◆ DOCUMENT PASSAGE
Stimulation of cellular progesterone production with the cell-permeable derivative db-cAMP and forskolin believed to activate adenylate cyclase via its interaction with the catalytic subunit (Seamon and Daly, 1981) was not reduced by gal-1. On the other hand, binding of gal-1 to the glycosylated unique FSH ß-chain, which confers biological specificity to thyrotropin, lutropin, and FSH could hinder receptor recognition. As demonstrated in Figure 3, gal-1 failed to recognize FSH on blots. Furthermore, granulosa cells respond with increased progesterone production when exogenous pregnenolone was added as a substrate, and gal-1 did not reduce the stimulatory effect. From the absence of effects on basal, db-cAMP, and forskolin-enhanced progesterone synthesis we conclude that the lectin did not reduce the uptake of cholesterol into the mitochondria, where progesterone synthesis takes place. It is also conceivable that gal-1 inducing down-regulation of FSH receptors by endocytosis is a possible mechanism of action at the cell surface. Gal-3 mediates endocytosis of ß-1 integrins, advanced glycation end products, and acetylated low-density lipoproteins in Chinese hamster ovary cells. As an organizer of lipid rafts, a number of signaling molecules are sequestered in these raft domains (Ochieng et al., 2004
).

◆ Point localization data

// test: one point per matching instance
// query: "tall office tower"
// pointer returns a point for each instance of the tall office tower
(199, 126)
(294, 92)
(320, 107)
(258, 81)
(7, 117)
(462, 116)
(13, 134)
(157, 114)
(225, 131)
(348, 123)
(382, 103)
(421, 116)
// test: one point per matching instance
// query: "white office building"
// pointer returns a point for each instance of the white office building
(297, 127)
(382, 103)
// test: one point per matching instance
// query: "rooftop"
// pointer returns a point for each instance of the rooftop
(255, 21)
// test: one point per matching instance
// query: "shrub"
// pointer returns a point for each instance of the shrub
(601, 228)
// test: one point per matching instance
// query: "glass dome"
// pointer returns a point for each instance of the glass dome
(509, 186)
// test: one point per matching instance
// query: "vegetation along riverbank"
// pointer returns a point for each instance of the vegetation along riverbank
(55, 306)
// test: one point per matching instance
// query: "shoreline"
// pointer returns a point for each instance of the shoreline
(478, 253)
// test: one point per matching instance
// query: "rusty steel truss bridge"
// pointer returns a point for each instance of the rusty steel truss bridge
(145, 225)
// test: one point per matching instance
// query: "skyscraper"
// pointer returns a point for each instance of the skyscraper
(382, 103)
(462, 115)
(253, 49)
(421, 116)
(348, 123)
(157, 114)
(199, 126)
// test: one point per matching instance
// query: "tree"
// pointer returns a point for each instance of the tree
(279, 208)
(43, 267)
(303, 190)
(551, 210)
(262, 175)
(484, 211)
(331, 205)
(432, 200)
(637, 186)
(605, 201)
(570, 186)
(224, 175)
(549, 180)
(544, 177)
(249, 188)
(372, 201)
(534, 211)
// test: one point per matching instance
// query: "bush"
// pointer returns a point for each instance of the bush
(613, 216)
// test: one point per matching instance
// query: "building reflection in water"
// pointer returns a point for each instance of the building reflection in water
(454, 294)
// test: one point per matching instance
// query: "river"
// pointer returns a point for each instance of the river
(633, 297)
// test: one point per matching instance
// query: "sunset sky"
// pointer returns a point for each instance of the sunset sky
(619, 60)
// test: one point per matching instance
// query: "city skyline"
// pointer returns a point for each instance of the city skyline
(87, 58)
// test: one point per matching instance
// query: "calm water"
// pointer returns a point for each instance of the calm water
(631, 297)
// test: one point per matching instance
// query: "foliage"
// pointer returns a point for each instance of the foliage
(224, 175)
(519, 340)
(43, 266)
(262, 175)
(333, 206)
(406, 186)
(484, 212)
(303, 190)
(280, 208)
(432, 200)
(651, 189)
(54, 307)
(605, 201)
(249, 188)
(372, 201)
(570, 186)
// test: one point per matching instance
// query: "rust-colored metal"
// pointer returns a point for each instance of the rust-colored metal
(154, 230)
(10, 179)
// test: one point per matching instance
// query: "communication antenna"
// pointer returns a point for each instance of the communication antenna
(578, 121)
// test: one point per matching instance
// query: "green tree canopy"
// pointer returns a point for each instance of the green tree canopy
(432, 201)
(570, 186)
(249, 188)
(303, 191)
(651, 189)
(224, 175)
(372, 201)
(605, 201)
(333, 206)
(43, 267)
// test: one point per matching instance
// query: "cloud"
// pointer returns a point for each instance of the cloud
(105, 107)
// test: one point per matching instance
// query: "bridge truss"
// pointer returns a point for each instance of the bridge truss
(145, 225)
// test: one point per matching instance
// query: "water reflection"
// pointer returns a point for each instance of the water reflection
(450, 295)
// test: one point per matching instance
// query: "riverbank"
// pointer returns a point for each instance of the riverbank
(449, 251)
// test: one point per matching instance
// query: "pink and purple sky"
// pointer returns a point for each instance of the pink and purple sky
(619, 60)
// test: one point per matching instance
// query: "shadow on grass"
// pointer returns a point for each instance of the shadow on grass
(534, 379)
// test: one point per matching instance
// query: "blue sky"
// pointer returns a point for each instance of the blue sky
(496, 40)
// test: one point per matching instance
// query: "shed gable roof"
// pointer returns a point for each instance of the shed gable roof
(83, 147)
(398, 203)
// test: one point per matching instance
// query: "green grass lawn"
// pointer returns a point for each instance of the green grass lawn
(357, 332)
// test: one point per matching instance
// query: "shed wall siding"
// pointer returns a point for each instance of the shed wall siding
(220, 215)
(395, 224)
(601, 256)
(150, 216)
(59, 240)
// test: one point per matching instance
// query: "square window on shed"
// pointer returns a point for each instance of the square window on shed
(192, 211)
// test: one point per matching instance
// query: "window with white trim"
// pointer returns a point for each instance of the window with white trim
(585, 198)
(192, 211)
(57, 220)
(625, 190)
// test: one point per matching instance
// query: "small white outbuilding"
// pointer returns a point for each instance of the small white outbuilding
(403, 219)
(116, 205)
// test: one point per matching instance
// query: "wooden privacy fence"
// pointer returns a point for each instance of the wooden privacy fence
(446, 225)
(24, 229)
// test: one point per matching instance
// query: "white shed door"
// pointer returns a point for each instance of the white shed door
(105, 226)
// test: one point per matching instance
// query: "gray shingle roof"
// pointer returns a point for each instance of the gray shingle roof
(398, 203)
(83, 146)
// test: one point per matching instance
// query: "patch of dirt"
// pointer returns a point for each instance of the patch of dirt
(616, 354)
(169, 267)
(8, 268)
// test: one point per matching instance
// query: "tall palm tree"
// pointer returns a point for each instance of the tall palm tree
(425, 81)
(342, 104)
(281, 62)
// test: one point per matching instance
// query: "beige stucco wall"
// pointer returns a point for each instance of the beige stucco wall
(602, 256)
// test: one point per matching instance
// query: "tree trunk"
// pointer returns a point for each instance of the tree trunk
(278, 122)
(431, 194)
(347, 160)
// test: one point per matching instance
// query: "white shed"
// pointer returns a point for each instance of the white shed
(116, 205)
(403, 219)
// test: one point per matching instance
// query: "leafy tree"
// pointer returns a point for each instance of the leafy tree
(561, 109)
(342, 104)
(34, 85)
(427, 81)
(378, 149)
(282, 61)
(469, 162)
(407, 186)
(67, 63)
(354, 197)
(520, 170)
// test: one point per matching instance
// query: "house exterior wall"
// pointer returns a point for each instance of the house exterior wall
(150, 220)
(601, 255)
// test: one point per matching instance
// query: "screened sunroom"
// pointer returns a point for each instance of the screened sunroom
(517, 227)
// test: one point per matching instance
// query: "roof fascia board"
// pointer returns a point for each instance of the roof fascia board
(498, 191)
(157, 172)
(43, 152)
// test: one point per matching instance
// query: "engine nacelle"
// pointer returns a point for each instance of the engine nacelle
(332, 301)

◆ YOUR GOAL
List every substance whose endocytosis Gal-3 is said to mediate in the passage on galectins and progesterone production.

◆ ANSWER SPACE
- ß-1 integrins
- advanced glycation end products
- acetylated low-density lipoproteins